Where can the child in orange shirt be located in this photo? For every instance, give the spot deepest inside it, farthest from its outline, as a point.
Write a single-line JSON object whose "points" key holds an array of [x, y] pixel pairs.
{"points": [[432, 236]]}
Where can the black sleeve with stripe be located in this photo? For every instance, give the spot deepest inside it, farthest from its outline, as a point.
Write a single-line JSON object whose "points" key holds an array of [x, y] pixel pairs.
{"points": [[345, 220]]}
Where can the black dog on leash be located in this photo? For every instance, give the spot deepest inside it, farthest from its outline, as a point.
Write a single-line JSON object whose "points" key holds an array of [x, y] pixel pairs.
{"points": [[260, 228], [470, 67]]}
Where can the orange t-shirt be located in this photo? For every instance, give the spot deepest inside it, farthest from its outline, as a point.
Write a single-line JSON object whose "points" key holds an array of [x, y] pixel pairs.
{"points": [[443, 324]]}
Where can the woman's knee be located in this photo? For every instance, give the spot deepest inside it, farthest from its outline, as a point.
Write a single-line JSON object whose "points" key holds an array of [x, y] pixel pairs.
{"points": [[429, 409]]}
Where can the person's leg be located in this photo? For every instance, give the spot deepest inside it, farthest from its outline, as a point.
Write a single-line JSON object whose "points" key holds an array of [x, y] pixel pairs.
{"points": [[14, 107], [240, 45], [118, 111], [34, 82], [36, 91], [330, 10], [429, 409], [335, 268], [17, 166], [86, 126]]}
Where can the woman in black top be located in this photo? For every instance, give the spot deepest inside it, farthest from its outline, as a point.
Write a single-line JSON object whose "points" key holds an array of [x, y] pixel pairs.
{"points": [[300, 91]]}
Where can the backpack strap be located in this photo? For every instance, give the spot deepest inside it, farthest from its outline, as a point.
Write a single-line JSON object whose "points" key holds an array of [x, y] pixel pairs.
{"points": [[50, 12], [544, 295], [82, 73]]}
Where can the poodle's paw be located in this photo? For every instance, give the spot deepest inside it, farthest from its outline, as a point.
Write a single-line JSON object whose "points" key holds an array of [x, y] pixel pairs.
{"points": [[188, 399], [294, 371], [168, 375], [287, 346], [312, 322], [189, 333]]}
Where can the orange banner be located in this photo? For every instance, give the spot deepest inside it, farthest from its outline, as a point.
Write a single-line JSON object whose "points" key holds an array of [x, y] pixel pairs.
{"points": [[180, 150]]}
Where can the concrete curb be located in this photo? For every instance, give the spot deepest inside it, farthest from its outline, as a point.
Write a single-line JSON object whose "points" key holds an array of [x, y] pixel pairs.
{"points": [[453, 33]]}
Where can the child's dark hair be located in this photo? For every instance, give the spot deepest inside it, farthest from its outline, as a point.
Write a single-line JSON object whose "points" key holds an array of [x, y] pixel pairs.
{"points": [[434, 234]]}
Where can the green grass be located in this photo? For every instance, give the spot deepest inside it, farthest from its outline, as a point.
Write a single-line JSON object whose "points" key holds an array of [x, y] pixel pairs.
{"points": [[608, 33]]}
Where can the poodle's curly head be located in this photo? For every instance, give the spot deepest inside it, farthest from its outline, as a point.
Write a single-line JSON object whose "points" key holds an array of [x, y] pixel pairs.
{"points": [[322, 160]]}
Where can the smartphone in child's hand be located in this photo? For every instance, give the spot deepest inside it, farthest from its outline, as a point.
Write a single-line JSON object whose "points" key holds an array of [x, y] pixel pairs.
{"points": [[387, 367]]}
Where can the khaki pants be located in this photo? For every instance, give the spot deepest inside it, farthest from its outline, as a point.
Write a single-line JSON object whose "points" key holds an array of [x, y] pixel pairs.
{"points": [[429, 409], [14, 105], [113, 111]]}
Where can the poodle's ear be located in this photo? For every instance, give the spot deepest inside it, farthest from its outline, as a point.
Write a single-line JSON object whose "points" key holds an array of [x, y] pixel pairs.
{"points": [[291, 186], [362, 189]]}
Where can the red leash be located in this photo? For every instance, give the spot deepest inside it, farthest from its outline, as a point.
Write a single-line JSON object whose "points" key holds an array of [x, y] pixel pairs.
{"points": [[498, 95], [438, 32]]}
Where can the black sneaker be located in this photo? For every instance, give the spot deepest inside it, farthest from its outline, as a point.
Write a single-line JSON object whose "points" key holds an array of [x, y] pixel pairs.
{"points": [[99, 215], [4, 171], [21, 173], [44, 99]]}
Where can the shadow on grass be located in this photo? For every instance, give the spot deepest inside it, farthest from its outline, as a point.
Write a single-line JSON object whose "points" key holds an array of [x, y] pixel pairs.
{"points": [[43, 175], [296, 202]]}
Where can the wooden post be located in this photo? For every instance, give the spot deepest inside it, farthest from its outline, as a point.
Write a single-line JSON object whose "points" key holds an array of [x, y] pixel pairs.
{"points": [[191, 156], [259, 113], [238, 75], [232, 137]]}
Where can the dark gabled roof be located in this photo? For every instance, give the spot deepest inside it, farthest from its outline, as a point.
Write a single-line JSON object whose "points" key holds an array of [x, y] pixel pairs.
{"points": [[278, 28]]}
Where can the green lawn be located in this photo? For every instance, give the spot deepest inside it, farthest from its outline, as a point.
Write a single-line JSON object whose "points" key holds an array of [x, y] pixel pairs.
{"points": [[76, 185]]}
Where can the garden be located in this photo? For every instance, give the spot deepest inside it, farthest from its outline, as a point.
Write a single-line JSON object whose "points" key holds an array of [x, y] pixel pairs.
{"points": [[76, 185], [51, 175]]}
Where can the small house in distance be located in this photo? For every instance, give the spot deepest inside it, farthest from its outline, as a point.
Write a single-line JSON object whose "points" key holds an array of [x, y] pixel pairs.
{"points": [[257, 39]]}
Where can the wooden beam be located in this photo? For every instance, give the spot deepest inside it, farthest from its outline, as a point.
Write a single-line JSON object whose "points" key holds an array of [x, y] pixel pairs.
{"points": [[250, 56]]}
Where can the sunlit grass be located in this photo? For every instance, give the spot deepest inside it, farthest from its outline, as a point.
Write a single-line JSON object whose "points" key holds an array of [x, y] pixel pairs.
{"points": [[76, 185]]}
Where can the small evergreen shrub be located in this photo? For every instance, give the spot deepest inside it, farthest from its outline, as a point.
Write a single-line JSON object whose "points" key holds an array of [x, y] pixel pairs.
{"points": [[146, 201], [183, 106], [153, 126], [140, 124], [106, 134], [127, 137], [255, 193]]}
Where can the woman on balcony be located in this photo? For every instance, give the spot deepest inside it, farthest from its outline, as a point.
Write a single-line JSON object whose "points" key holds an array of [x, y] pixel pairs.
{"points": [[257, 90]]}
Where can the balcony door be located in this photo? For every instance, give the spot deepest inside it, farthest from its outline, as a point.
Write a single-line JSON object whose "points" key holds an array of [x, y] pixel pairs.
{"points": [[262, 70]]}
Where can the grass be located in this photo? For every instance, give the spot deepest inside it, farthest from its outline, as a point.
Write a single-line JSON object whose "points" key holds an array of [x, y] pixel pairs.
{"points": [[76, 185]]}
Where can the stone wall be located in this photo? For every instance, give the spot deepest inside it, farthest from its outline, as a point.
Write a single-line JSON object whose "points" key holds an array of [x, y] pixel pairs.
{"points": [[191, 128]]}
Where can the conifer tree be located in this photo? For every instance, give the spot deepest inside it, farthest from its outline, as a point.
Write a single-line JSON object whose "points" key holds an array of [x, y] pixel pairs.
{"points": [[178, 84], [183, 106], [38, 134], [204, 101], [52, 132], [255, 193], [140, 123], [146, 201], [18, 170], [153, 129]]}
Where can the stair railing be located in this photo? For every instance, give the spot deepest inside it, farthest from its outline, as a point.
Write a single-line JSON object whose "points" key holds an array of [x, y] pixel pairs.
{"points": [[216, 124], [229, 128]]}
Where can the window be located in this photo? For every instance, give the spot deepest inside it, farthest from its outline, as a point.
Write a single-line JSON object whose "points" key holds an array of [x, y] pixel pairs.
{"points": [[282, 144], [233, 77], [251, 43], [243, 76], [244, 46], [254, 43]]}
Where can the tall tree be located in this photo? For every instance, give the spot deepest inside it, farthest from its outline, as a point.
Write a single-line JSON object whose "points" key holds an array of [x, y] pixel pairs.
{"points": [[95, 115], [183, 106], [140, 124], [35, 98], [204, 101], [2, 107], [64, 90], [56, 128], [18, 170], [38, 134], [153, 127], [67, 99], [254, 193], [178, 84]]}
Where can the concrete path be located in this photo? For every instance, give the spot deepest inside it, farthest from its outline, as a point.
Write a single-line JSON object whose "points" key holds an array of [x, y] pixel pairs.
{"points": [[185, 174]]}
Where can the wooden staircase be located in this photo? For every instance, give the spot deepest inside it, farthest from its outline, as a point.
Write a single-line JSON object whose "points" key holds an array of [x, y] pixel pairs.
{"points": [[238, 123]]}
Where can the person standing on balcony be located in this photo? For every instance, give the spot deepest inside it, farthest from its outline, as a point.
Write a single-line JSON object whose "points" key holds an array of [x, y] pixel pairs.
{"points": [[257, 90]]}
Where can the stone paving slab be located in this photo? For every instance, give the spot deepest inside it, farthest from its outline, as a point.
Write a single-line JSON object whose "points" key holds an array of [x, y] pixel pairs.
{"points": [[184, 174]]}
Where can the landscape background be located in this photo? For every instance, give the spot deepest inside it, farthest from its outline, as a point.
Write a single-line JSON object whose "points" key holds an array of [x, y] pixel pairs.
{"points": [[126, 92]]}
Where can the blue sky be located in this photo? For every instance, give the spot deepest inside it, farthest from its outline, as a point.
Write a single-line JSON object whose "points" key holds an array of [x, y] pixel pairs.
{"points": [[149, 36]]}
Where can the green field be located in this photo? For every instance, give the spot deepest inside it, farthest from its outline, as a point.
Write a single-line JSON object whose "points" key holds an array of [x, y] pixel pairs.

====

• _Description of the task_: Return, word for word, each line from the line that contains "Where can the person standing" to the end of the listing above; include both end lines and nothing else.

• _Reply_:
Where can the person standing on balcony be located in this photo? For every instance, give the spot deepest inside it, farthest from its outline, as a point.
Write a single-line JSON object whose "points" key holds an array of [x, y] pixel pairs.
{"points": [[257, 90]]}
Where can the stone paving slab be located in this photo? For every instance, give the spot deepest inside it, farthest from its outline, as a point.
Write a single-line JSON object whose "points" key holds an array of [x, y] pixel pairs.
{"points": [[184, 174]]}
Where can the landscape background be located in this photo? For every instance, give the spot deepest inside it, farthest from its outline, as a point.
Write a single-line JSON object whose "points" key holds an array of [x, y] pixel pairs.
{"points": [[126, 92]]}
Where can the blue sky be located in this photo? For every instance, give the spot deepest inside it, farthest from its outline, as a point.
Write a single-line JSON object whose "points" key holds an array of [x, y] pixel pairs.
{"points": [[149, 36]]}
Where can the green field be located in this photo? For every instance, give the spot deepest inside it, farthest from its outline, as a point.
Write a single-line JSON object whose "points" key holds an array of [x, y] pixel pairs.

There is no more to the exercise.